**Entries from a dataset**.
────────────────

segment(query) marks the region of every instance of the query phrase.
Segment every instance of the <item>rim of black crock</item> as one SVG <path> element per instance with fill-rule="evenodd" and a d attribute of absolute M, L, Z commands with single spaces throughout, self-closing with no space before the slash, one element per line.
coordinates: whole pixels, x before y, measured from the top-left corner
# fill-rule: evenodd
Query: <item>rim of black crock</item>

────────────────

**Set exercise**.
Recast every line of the rows above as a single numbered list, one line per item, leaving out any blank lines.

**Correct answer**.
1. segment(query) marks the region of every instance of the query phrase.
2. Segment every instance of the <item>rim of black crock</item> as one SVG <path> element per instance with fill-rule="evenodd" and a d attribute of absolute M, L, Z commands with single spaces throughout, self-closing with no space before the slash, one element per line.
3. coordinates: whole pixels, x before y, measured from the top-left corner
4. # fill-rule: evenodd
5. Query: <item>rim of black crock</item>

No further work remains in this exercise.